◆ **Selected excerpt**

Until the day he rescues Eddy Carmichael in an unforgiving desert, Rhine does not seem to question the decision he made five years prior. He considers the benefits to the Black community to be worth the sacrifice. Eddy, however, proves to be an unexpected challenge. As Eddy lies in his bed, recuperating from near fatal sun exposure, Jenkins describes Rhine’s reaction:
Rhine surveyed his sleeping guest. He ran his eyes over the clear-as-glass ebony skin, the long sweep of her lashes, and her perfect mouth. While in the tub, she’d taken him by surprise when she opened her eyes, looked deeply into his own, and cupped his cheek as if they’d been lovers. The urge to turn her hand and place his lips against her damp palm had also taken him by surprise. He had a fiancée and was due to be married before year’s end. He had no business thinking about kissing another woman. (Jenkins 2016, 40–41)

◆ **Dataset rows**
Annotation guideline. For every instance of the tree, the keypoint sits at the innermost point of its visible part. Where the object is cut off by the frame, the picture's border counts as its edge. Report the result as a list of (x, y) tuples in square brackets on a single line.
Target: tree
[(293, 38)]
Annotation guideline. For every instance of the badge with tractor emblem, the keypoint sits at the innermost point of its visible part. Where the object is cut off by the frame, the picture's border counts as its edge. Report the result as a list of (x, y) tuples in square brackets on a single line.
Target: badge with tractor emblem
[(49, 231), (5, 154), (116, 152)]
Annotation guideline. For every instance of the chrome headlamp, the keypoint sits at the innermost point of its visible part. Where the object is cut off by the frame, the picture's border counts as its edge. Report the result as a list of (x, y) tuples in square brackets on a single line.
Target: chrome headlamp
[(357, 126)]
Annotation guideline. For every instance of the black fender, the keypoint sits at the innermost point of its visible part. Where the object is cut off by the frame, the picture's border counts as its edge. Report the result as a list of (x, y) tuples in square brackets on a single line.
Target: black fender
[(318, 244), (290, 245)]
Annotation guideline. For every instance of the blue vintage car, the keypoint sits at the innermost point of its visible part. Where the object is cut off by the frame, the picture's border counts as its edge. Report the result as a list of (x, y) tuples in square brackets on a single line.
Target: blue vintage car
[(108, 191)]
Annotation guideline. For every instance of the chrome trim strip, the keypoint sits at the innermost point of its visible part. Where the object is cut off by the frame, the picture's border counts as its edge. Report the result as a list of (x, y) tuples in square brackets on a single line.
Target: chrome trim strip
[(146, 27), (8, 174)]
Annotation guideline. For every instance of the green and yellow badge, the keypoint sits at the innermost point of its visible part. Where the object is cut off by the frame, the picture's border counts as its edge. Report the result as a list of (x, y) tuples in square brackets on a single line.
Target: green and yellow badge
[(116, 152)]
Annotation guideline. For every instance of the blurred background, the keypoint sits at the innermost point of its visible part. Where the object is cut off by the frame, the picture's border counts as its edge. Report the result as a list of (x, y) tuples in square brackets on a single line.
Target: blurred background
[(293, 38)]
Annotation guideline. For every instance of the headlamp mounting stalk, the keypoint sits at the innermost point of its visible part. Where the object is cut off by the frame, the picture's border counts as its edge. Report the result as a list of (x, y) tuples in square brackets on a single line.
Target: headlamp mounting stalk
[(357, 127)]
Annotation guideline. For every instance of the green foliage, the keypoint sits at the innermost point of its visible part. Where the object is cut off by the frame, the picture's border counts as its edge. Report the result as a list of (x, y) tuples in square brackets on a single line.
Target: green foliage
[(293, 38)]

◆ **Exercise brief**
Please carry on with the passage about Rhine and Eddy Carmichael, starting after its last sentence. The data comes from a separate source, not from the text.

◆ **The answer**
What is significant about the final sentence is the absence of “white” self-consciousness about Rhine’s desire for Eddy. I want to suggest that this moment is Jenkins’s subtle reminder that Rhine belongs to the same racial group as Eddy. Ironically, throughout much of the novel, it is Eddy who foregrounds Rhine’s “whiteness” and therefore the impossibility of their growing attraction turning into a relationship: “Eddy had no experience with men, but there was something in his gaze that gave her pause. He was without a doubt the handsomest man she’d ever met, but she knew a man of his race and wealth wouldn’t be interested in a near destitute Colored woman, at least not legitimately” (54). The relationship between Rhine and Eddy builds in a familiar Jenkins’s style — a passionate slow burn. By the end of the first third of the novel, Rhine knows exactly what he wants. The choice he has to make has consequences that affect more than just him.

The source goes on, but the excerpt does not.